» Terapkan Bacaan:
**1)** Sebutkan semua kata yang disebut dalam tulisan tentang bahasa Jawa sebagai kata yang terdapat pada orang Jawa selain kata roso.
**2)** Tentukan apakah setiap pernyataan berikut sesuai dengan tulisan tentang bahasa Jawa, lalu kutip kata-kata penentunya: (a) Budaya Belanda terpengaruh budaya Yunani-Romawi Kuno. (b) Kata akal berasal dari bahasa Jawa. (c) Orang Jawa merupakan kelompok dengan jumlah jiwa terbesar di Nusantara.
**3)** Sambung tulisan tentang bahasa Jawa mulai dari titik tulisan itu berhenti.

» Teks Bacaan:

Kita berbeda, karena dedasar yang kita gunakan memang lain. Setiap bangsa mengenal lambang, dan setiap lambang diberi arti. Terutama orang Jawa sebagai kelompok dengan jumlah jiwa yang terbesar di Nusantara. Orang Jawa sangat dekat dengan lambang sehingga dalam kosakatanya di samping lambang ada perlambang, seakan-akan meluaskan arti lambang yang sudah dikenal umum. Selain itu terdapat kata yang sebenarnya juga lambang, tetapi kita belum terbiasa memberi batasan. Ini berbeda dengan orang Barat, termasuk Belanda, yang budayanya terpengaruh budaya Yunani-Romawi Kuno. Tanpa batasan, yang tertinggal hanya 'bunyi'. Misalnya, ungkapan orang Jawa Timur, Ngono ya ngono, ning aja ngono adalah secercah latar budaya yang hanya dapat kita dekati lewat tafsir kenisbian.

Betapa kita dapat menarik kata ke sana-sini, kita jumpai pada budaya dan bahasa Jawa. Sekedar contoh, pada orang Jawa, selain kata roso, juga terdapat suroso, rumongso, angrumangsani, dan sederet kata jadian lain. Kata enak juga dapat dipanjang-panjangkan sehingga terjadi enak-enak, sakenake, keenakan, dst.dst. Bahkan bisa saja lalu muncul sakénake wudele dewe. Nah, apalagi yang hendak dimaksudkan? Jika pada semua itu ditambahkan faktor lingkungan yang berbudaya feodal, dalam bentuk kerajaan yang belum mengenal pranata seperti undang-undang dasar dan dewan perwakilan rakyat, maka akibatnya dapat dibayangkan. Itulah yang telah terjadi. Ternyata kecenderungan itu tidak berhenti, meskipun zaman telah berganti, dan ini dapat kita saksikan kini, seperti yang terjadi pada kata akal yang berasal dari bahasa Arab. Dulu yang lazim kita dengar adalah kata berakal dan akal sehat. Kini rimbakan dari kata benda akal meluas ke kata seperti akal-akalan dan mengakali, dan dijadikan barang sehari-hari. Asal kita tahu saja.

» Data Mentah:
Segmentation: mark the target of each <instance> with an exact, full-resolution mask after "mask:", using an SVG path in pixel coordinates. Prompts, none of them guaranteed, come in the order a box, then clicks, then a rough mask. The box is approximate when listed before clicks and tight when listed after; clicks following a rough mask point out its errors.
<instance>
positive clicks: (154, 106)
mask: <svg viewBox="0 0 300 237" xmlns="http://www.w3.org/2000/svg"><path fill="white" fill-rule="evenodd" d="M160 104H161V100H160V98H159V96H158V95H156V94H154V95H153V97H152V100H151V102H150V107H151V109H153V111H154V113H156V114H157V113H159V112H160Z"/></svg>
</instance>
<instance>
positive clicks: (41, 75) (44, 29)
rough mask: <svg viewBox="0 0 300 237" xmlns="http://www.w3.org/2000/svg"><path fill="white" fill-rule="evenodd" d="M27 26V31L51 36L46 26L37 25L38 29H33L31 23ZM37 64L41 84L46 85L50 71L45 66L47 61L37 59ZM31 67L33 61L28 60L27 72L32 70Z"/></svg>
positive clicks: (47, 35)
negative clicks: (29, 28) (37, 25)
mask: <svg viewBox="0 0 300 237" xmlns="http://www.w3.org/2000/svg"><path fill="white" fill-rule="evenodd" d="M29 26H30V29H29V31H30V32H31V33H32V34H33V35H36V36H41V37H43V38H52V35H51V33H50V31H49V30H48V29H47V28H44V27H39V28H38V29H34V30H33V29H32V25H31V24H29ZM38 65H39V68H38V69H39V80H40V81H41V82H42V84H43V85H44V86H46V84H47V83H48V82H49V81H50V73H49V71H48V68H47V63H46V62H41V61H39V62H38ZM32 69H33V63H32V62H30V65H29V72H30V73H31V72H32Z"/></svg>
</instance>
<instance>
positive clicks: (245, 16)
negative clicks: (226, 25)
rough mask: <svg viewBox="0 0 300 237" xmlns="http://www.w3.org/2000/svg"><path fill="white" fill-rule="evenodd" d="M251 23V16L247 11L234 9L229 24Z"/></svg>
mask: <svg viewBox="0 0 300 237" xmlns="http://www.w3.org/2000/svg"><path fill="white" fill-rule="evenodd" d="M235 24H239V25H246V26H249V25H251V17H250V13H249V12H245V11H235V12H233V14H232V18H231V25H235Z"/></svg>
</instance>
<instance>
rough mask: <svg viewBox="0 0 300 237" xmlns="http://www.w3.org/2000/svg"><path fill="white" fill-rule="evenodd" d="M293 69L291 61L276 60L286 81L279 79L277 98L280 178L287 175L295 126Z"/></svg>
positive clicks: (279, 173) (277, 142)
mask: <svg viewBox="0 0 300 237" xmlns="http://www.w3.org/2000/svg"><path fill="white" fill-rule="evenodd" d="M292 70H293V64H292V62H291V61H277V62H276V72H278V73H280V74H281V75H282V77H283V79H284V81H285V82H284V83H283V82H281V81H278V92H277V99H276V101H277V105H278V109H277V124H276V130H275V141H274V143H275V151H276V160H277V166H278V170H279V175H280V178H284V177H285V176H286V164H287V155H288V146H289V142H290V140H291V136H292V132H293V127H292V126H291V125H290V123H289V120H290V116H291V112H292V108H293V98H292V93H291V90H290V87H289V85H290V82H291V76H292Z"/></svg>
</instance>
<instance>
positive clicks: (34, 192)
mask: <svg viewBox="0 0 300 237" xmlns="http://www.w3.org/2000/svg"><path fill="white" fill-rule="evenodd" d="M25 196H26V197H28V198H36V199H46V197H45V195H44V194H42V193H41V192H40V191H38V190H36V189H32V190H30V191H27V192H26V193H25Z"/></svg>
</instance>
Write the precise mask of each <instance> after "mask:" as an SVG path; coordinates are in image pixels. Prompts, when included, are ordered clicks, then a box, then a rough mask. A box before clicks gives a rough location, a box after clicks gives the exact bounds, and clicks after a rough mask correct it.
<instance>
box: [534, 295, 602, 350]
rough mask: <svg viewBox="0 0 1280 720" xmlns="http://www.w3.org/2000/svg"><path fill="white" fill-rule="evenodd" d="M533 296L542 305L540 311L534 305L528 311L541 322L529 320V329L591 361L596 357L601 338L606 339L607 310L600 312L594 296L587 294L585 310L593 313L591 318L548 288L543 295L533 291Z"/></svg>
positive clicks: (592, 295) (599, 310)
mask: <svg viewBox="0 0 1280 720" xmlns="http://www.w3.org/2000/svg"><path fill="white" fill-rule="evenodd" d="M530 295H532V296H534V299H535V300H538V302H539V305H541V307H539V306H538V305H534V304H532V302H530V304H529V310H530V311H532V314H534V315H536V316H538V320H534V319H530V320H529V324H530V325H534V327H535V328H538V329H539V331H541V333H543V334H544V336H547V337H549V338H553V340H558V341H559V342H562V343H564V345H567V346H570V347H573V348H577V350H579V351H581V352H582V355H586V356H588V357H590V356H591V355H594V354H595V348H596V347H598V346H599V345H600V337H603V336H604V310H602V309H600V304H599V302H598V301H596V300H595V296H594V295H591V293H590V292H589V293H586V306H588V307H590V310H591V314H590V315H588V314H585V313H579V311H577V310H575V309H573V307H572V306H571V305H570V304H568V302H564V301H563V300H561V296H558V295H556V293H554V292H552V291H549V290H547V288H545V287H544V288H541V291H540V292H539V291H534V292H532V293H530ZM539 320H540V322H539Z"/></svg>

» Kunci Jawaban:
**1)** suroso, rumongso, angrumangsani

**2)**
(a) Ya: "orang Barat, termasuk Belanda, yang budayanya terpengaruh budaya Yunani-Romawi Kuno"
(b) Tidak: "kata akal yang berasal dari bahasa Arab"
(c) Ya: "orang Jawa sebagai kelompok dengan jumlah jiwa yang terbesar di Nusantara"

**3)**
Belanda berkenalan dengan kita pada zaman ketika orang pribumi Nusantara masih terdiri dari sukubangsa yang jumlahnya sangat besar. Masing-masing kelompok menganggap dirinya 'bangsa', dan 'bangsa' Jawa adalah satu di antaranya. Ketika itu yang sering digunakan adalah sebutan wong Jawa, atau dalam bahasa tinggi, tiyang Jawi. Jangan heran, pada sementara orang Jawa, kata Jawa dan Indonesia dianggap berpadanan! Lalu apa yang dijadikan pembeda? Apakah seorang dianggap njawani atau tidak, hal itu terserah pada yang bersangkutan! Bahwa ada seorang Cina diangkat jadi bangsawan, misalnya pangeran, hal itu semata-mata karena—di mata Raja—orang bersangkutan sudah 'sama' dengan mereka. Jadi, bermula dari njawani, akhirnya benar-benar dianggap Jawa! Sikap ini tidak hanya kita temukan pada zaman dulu saja, bahkan sampai dewasa ini tidak berubah.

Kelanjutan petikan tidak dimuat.